● SELECTED EXCERPT

The finding rule engine exists to remove that repetition without removing the judgment. You write the triage decision once as a named rule. The engine applies it to every matching finding the moment it is created, and on demand whenever you re-evaluate. The decision is still yours. It just stops being a thing you retype hundreds of times a week.
This article walks through how the PMAP rule engine is built, what a rule can and cannot do, and the controls that keep automated mutation safe at enterprise scale. It is part of our vulnerability management automation coverage, which sits one level above this piece and ties rules together with event-driven runbooks. Here the focus is narrow on purpose. We are looking at inline finding mutation only, the layer that reshapes a finding as it enters the platform.
Why Manual Triage of Every Import Does Not Scale
The math is unforgiving. A mid-sized program ingests findings from several scanners across many engagements. Each import can produce hundreds or thousands of records. If a human has to confirm severity, decide ownership, and tag context on every one, the backlog grows faster than the team can drain it. The analyst is not adding insight at that point. They are applying the same handful of policies over and over.
There is a second cost that is harder to see. When triage lives only in people’s heads, it drifts. Two analysts handle the same class of finding differently. The same finding gets re-triaged inconsistently across quarters. There is no record of why a scanner-reported critical was downgraded, so the next reviewer either trusts it blindly or redoes the analysis. Tribal knowledge is not a control. An auditor cannot read it.
The rule engine attacks both problems at once. It converts a recurring triage judgment into a declarative policy that the platform enforces uniformly. The decision is captured, versioned, and applied identically every time. Analysts stop spending their hours on mechanical adjustment and spend them on the findings that genuinely need a human. The program gets faster time-to-triage, lower analyst toil, and a traceable record of every automated change. Those three outcomes are the reason the feature exists.

● MATERIAL SUPPLIED
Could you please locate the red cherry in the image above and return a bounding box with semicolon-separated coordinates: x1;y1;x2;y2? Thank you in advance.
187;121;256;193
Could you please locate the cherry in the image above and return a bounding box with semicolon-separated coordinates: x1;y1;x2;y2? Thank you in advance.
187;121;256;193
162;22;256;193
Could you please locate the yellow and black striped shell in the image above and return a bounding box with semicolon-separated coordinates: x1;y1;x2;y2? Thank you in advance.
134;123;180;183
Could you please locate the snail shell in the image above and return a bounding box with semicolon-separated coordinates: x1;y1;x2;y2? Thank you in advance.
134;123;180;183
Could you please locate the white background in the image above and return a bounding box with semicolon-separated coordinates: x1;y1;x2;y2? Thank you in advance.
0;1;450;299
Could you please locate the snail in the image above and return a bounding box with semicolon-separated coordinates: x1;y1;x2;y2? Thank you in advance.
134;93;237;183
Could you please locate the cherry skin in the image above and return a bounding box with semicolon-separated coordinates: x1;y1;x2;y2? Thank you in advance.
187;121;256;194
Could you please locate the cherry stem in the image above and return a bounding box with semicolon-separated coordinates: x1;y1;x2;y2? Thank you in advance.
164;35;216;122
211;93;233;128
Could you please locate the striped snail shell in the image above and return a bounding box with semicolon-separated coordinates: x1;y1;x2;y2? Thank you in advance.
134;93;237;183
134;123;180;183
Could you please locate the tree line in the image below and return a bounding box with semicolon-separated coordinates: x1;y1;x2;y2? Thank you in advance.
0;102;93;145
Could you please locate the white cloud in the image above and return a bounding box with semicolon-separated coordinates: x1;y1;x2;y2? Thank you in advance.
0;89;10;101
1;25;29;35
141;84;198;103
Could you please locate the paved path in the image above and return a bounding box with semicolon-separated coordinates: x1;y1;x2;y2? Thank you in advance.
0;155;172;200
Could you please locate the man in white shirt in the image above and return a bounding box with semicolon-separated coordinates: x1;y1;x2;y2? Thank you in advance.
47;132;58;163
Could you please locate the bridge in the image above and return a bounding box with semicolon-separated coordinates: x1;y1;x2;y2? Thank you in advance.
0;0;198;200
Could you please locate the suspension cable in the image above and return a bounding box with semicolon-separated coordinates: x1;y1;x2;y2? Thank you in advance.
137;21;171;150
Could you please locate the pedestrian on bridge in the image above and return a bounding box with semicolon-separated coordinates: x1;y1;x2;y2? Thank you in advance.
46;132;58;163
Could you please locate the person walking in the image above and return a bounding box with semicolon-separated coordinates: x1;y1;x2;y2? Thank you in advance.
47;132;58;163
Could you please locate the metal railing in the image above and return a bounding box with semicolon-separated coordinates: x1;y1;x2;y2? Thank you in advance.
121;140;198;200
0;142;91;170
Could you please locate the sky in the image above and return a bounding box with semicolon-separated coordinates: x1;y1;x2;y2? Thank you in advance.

● WHAT TO WORK ON
#1 In the article on the finding rule engine, when does the engine apply a rule to matching findings?
#2 Write the next part of the article on the finding rule engine, picking up after its final sentence.
The items are unrelated to the text on the finding rule engine.

● RESULTS OF THE EXERCISE
#1 It applies the rule the moment each matching finding is created, and on demand whenever you re-evaluate.

#2
The engine is built for the security program manager who owns triage policy, the platform administrator who manages global rules and runs bulk sweeps, the senior analyst or approver who signs off on high-impact rules, and the analyst who needs to understand why a finding looks the way it does. Each of those roles touches a different part of the workflow described below.
A Rule Is a Declarative AND/OR Criteria Tree
A rule has two halves. The first is the IF half, a set of conditions that decide which findings match. The second is the THEN half, the single action applied to every match. This section is about the IF half.
PMAP expresses matching conditions as a nested AND/OR criteria tree rather than a flat list. A condition is a triplet of field, operator, and value. Conditions are grouped, and each group carries a logic mode of and or or. Groups nest with unlimited depth, and a parent group can mix sub-groups freely. That structure lets you write a policy as specific as the real world demands. For example, match findings that are critical AND internet exposed AND either have a known exploit OR carry a CVSS score at or above 9.0. A flat list cannot express that branch. A tree can.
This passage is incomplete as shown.